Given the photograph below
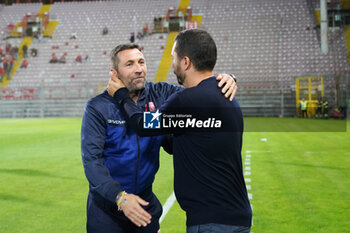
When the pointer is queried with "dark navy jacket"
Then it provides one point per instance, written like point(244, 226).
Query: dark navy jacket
point(114, 157)
point(208, 175)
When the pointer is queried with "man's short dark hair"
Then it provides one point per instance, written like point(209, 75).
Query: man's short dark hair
point(198, 46)
point(119, 48)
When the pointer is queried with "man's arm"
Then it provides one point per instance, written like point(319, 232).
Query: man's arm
point(93, 133)
point(134, 116)
point(226, 82)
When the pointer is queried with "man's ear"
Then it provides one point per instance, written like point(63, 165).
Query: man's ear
point(113, 73)
point(186, 62)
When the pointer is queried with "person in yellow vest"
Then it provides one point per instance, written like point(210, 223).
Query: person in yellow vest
point(303, 108)
point(325, 109)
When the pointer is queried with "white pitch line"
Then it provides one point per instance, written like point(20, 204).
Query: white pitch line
point(250, 196)
point(167, 205)
point(247, 173)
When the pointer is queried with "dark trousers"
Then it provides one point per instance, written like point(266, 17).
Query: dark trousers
point(103, 218)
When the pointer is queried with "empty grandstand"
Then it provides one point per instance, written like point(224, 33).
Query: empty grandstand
point(267, 44)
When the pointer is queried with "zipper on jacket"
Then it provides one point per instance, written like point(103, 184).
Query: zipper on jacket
point(137, 162)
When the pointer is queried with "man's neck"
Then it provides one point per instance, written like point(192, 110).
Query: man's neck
point(134, 95)
point(195, 77)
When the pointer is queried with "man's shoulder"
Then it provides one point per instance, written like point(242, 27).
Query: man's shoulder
point(160, 85)
point(96, 101)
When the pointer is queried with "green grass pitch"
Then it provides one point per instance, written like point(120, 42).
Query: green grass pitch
point(300, 181)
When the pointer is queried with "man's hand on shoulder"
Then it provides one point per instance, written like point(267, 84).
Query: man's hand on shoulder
point(132, 209)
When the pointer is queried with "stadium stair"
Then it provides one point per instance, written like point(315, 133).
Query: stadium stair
point(347, 37)
point(164, 66)
point(28, 41)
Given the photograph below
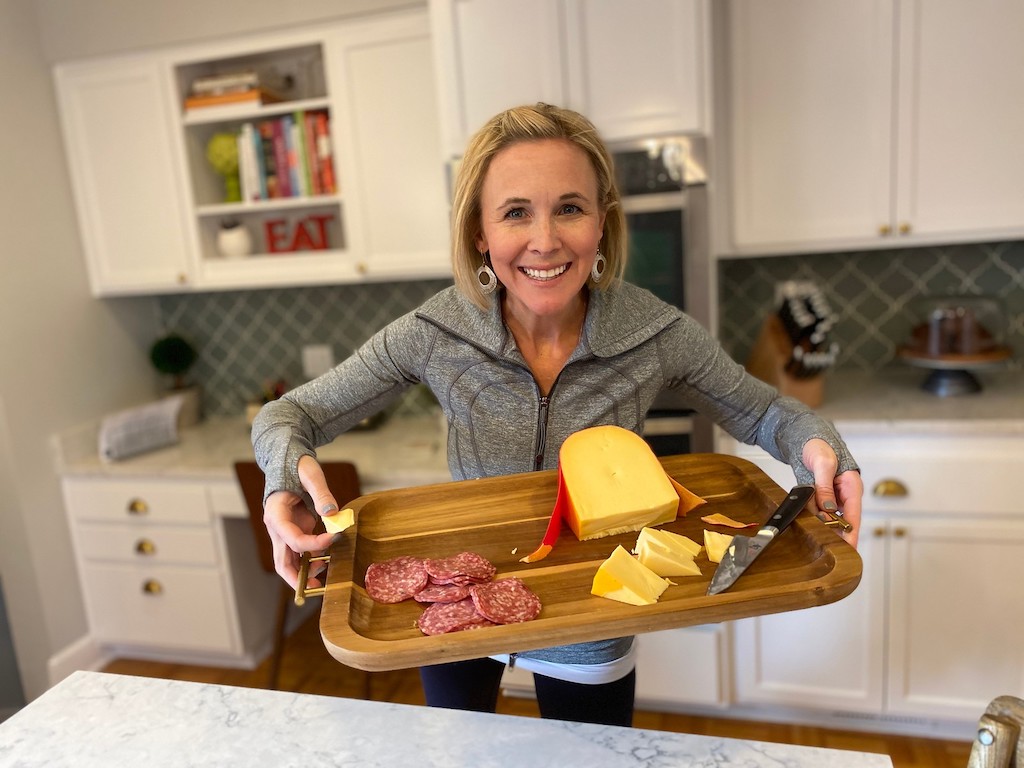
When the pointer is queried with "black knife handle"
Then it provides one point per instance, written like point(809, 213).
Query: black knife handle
point(788, 509)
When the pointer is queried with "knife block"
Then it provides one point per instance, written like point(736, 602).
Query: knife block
point(768, 358)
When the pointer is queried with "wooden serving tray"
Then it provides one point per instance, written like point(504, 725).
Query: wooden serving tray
point(504, 518)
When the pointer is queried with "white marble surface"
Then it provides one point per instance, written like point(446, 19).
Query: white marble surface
point(94, 719)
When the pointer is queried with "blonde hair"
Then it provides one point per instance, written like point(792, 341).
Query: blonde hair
point(530, 123)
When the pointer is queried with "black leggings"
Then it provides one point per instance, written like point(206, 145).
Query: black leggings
point(475, 684)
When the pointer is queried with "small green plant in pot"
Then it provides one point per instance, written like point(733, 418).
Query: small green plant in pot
point(173, 355)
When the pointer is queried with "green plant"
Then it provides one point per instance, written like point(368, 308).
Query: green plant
point(173, 355)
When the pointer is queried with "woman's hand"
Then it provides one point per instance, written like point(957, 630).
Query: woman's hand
point(835, 493)
point(290, 524)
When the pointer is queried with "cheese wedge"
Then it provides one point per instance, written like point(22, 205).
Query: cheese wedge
point(339, 520)
point(623, 578)
point(614, 483)
point(717, 544)
point(667, 553)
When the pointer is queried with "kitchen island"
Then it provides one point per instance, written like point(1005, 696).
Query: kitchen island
point(95, 719)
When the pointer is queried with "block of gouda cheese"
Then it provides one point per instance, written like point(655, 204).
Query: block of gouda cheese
point(667, 553)
point(623, 578)
point(614, 483)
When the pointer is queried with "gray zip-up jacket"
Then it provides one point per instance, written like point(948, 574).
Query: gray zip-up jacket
point(632, 345)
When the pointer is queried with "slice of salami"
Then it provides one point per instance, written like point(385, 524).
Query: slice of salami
point(506, 601)
point(439, 619)
point(466, 567)
point(442, 593)
point(395, 580)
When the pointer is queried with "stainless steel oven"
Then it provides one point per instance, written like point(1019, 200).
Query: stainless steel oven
point(663, 182)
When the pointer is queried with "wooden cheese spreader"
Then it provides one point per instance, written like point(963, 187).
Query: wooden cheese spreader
point(502, 518)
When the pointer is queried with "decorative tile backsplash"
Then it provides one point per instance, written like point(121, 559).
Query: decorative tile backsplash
point(248, 338)
point(873, 293)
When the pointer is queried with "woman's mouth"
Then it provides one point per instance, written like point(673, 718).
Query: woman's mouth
point(544, 273)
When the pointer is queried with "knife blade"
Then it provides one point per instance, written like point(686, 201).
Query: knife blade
point(744, 550)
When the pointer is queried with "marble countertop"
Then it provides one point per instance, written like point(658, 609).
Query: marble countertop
point(410, 451)
point(95, 719)
point(401, 452)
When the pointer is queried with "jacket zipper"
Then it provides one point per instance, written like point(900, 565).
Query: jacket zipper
point(542, 439)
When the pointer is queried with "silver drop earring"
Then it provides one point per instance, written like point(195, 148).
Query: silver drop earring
point(597, 270)
point(485, 275)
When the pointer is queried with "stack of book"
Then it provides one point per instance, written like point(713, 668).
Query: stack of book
point(235, 88)
point(287, 157)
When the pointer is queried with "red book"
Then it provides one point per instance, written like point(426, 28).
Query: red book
point(325, 156)
point(281, 160)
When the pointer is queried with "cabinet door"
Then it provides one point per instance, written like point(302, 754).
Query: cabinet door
point(395, 162)
point(637, 74)
point(961, 117)
point(117, 131)
point(955, 615)
point(810, 93)
point(493, 54)
point(829, 656)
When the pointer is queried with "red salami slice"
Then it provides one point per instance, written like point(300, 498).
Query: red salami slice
point(506, 601)
point(442, 593)
point(439, 619)
point(395, 580)
point(466, 567)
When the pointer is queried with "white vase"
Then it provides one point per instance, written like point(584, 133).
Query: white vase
point(235, 241)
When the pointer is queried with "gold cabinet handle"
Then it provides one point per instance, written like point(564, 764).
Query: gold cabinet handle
point(889, 486)
point(137, 507)
point(145, 547)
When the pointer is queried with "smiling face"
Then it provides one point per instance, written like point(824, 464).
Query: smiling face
point(541, 221)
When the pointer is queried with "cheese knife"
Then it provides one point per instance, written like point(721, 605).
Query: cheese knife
point(745, 549)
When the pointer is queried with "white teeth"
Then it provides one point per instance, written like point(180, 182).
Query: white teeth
point(545, 273)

* [Given request]
Pick out every line in the rows above that contains the string "salami" and copy each one out in full. Case counts.

* [In response]
When the pointer is queried with "slice of salami"
Query: slice of salami
When the pointer is queried with "red salami slice"
Query: red salami slice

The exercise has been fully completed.